--- begin Reading passage ---

The options of Outlier Detection method

Author

SEOYEON CHOI

Published

August 16, 2023

from sklearn.neighbors import LocalOutlierFactor

LOF[@breunig2000lof]

LocalOutlierFactor(
    n_neighbors=20,
    *,
    algorithm='auto',
    leaf_size=30,
    metric='minkowski',
    p=2,
    metric_params=None,
    contamination='auto',
    novelty=False,
    n_jobs=None,
)

Parameter	Description	Default Value
n_neighbors	Number of neighbors to use by default for kneighbors queries. If n_neighbors is larger than the number of samples provided, all samples will be used.	20
algorithm	Algorithm used to compute the nearest neighbors: ‘ball_tree’ will use BallTree ‘kd_tree’ will use KDTree ‘brute’ will use a brute-force search. ‘auto’ will attempt to decide the most appropriate algorithm based on the values passed to the fit method. Note: fitting on sparse input will override the setting of this parameter, using brute force.	‘auto’
leaf_size	Leaf is size passed to BallTree or KDTree. This can affect the speed of the construction and query, as well as the memory required to store the tree. The optimal value depends on the nature of the problem.	30
metric	Metric to use for distance computation. Default is “minkowski”, which results in the standard Euclidean distance when p = 2.	‘minkowski’
p	Parameter for the Minkowski metric from sklearn.metrics.pairwise.pairwise_distances. When p = 1, this is equivalent to using manhattan_distance (l1), and euclidean_distance (l2) for p = 2. For arbitrary p, minkowski_distance (l_p) is used. 2
metric_params	Additional keyword arguments for the metric function.	None
contamination	The amount of contamination of the data set, i.e. the proportion of outliers in the data set. When fitting, this is used to define the threshold on the scores of the samples.	‘auto’
novelty	By default, LocalOutlierFactor is only meant to be used for outlier detection (novelty=False). Set novelty to True if you want to use LocalOutlierFactor for novelty detection.	False
n_jobs	The number of parallel jobs to run for neighbors search. None means 1 unless in a joblib.parallel_backend context. -1 means using all processors.	None

from pyod.models.knn import KNN

kNN[@ramaswamy2000efficient]

KNN(
    contamination=0.1,
    n_neighbors=5,
    method='largest',
    radius=1.0,
    algorithm='auto',
    leaf_size=30,
    metric='minkowski',
    p=2,
    metric_params=None,
    n_jobs=1,
    **kwargs,
)

--- end Reading passage ---

Stated goal a –
In the outlier detection page, what distance does LocalOutlierFactor use when p = 1?

--- begin Data rows ---

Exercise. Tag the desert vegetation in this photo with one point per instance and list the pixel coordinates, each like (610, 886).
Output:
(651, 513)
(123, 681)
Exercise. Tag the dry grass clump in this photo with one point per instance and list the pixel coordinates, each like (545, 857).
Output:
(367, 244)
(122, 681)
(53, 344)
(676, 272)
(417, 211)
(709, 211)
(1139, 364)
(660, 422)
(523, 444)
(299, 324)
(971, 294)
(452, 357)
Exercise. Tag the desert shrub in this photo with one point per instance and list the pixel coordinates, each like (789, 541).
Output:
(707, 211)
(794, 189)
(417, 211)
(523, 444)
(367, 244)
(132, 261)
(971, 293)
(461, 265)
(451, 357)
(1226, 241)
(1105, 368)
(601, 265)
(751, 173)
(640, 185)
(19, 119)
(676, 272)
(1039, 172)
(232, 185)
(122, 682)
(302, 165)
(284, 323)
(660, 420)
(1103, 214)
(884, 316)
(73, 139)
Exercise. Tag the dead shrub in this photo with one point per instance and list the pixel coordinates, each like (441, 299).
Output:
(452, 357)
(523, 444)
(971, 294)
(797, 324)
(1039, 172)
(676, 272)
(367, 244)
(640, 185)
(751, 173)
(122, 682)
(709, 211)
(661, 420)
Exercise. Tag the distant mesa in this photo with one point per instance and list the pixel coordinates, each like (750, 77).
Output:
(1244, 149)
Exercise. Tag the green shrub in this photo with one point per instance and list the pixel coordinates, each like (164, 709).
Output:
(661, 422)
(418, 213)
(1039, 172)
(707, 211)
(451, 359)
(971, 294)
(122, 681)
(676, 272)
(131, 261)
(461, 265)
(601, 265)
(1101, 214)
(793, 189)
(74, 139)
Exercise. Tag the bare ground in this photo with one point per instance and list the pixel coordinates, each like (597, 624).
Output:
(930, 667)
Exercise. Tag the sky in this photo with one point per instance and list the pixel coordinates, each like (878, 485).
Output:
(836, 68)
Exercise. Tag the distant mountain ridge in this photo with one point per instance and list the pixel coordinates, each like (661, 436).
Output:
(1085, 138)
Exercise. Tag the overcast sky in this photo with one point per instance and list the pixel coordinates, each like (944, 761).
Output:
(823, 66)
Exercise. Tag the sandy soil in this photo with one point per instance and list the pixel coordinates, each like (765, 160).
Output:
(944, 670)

--- end Data rows ---

Stated goal b –
Copy the listing word for word, from the line containing "Exercise. Tag the dead" through the listing's end.

Output a –
manhattan_distance (l1)

Output b –
Exercise. Tag the dead shrub in this photo with one point per instance and list the pixel coordinates, each like (441, 299).
Output:
(452, 357)
(523, 444)
(971, 294)
(797, 324)
(1039, 172)
(676, 272)
(367, 244)
(640, 185)
(751, 173)
(122, 682)
(709, 211)
(661, 420)
Exercise. Tag the distant mesa in this photo with one point per instance and list the pixel coordinates, each like (750, 77).
Output:
(1244, 149)
Exercise. Tag the green shrub in this photo with one point per instance and list the pixel coordinates, each like (164, 709).
Output:
(661, 422)
(418, 213)
(1039, 172)
(707, 211)
(451, 359)
(971, 294)
(122, 681)
(676, 272)
(131, 261)
(461, 265)
(601, 265)
(1101, 214)
(793, 189)
(74, 139)
Exercise. Tag the bare ground in this photo with one point per instance and list the pixel coordinates, each like (597, 624).
Output:
(930, 667)
Exercise. Tag the sky in this photo with one point per instance and list the pixel coordinates, each like (878, 485).
Output:
(836, 68)
Exercise. Tag the distant mountain ridge in this photo with one point per instance and list the pixel coordinates, each like (661, 436).
Output:
(1085, 138)
Exercise. Tag the overcast sky in this photo with one point per instance and list the pixel coordinates, each like (944, 761).
Output:
(823, 66)
Exercise. Tag the sandy soil in this photo with one point per instance and list the pixel coordinates, each like (765, 160).
Output:
(944, 670)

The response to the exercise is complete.